WHAT YOU HAVE TO DO => Copy the records below, changing "bowler hat" to "top hat" and leaving everything else the same.

# Start of THE INPUT

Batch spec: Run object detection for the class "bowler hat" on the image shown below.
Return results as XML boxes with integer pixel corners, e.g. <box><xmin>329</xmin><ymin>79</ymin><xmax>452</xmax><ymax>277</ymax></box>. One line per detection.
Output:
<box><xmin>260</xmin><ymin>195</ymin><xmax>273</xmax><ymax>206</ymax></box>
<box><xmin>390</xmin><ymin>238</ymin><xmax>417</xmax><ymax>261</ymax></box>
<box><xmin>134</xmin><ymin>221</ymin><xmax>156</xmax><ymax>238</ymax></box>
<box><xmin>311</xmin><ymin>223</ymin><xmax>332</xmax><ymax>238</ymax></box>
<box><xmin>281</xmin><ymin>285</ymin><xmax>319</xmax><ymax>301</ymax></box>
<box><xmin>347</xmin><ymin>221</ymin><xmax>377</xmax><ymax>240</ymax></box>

# End of THE INPUT

SOLUTION TO THIS EXERCISE =>
Batch spec: Run object detection for the class "top hat" on the image shown below.
Return results as XML boxes with integer pixel corners, e.g. <box><xmin>329</xmin><ymin>79</ymin><xmax>452</xmax><ymax>277</ymax></box>. One line per detection.
Output:
<box><xmin>260</xmin><ymin>195</ymin><xmax>273</xmax><ymax>206</ymax></box>
<box><xmin>390</xmin><ymin>238</ymin><xmax>417</xmax><ymax>261</ymax></box>
<box><xmin>134</xmin><ymin>221</ymin><xmax>156</xmax><ymax>238</ymax></box>
<box><xmin>311</xmin><ymin>223</ymin><xmax>332</xmax><ymax>238</ymax></box>
<box><xmin>281</xmin><ymin>285</ymin><xmax>319</xmax><ymax>301</ymax></box>
<box><xmin>347</xmin><ymin>221</ymin><xmax>377</xmax><ymax>240</ymax></box>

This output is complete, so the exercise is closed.